Retome o texto sobre a microbiota intestinal e a apneia logo a seguir à última frase apresentada e dê-lhe continuidade.

* **SECÇÃO DE TEXTO**

····················

A microbiota intestinal é igualmente referida em diversos estudos que sugerem a existência de disbioses, mas a sua função causal ainda continua por comprovar. Foi justamente isto que fez uma equipa chinesa através de uma randomização mendeliana, que permite excluir vários fatores de confusão e preconceito, bem como demonstrar que a microbiota e os seus metabolitos são a causa, e não a consequência, da apneia.
O efeito protetor da família Ruminococcaceae
Na prática, os investigadores realizaram o estudo a partir de bases de dados pré-existentes: de um lado a apneia, os dados genéticos do projeto finlandês FinnGen 2 que teve a participação de 33 423 pacientes que sofriam de apneia e de 307 648 testemunhos; do outro a microbiota, os dados do consórcio MiBioGen 3 que reuniu e analisou os genótipos e os dados da microbiota fecal 16S de 18 340 pessoas.
A randomização mendeliana levou a 196 táxons bacterianos intestinais, 83 tipos de metabolitos microbianos e o risco de apneia. Ela evidenciou que determinadas bactérias aumentavam o risco (o género Ruminococcaceae UCG009 e o género Subdoligranulum) enquanto outras (família Ruminococcaceae, género Coprococcus2, género Eggerthella, e o género Eubacterium) o reduziam.

····················

* **DADOS DE ORIGEM**

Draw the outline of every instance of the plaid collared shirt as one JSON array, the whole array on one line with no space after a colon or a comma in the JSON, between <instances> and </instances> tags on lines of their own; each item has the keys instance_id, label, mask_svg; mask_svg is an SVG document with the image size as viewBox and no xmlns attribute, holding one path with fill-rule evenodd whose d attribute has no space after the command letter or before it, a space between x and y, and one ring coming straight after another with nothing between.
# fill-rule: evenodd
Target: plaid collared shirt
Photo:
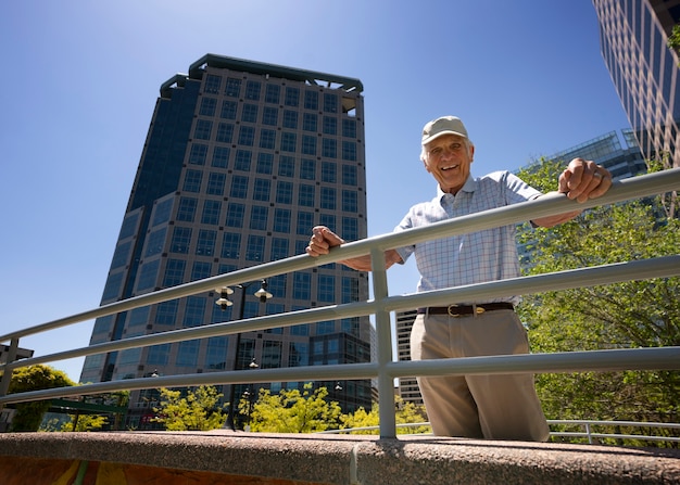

····················

* **RESPOSTA DA TAREFA**
O efeito protetor da família bacteriana Ruminococcaceae poderia passar pela capacidade destas bactérias de produzir (sidenote: Ácidos Gordos de Cadeia Curta (AGCC) Os Ácidos Gordos de Cadeia Curta são uma fonte de energia (carburante) das células do indivíduo, interagem com o sistema imunitário e estão envolvidos na comunicação entre o intestino e o cérebro. Silva YP, Bernardi A, Frozza RL. The Role of Short-Chain Fatty Acids From Gut Microbiota in Gut-Brain Communication. Front Endocrinol (Lausanne). 2020;11:25. ) que reduziam a inflamação, reforçavam a barreira intestinal e limitavam a proliferação de bactérias patogénicas, mas também pelo seu envolvimento no metabolismo dos ácidos biliares, conhecidos pelo seu papel no sono e na regulação dos seus ciclos.
Os metabolitos microbianos incriminados
O estudo aponta igualmente a função de outros metabolitos microbianos: a leucina e a 3-desidrocarnitina são associados a um maior risco de apneia enquanto que a gama-glutamilvalina e a betaína demonstram efeitos protetores. No entanto, determinadas moléculas foram já incriminadas em estudos anteriores: índices elevados de leucina foram observados em crianças com apneia do sono. Por outro lado, em pacientes a quem foi prescrita uma máscara para o tratamento da apneia, os índices de leucina reduziram significativamente.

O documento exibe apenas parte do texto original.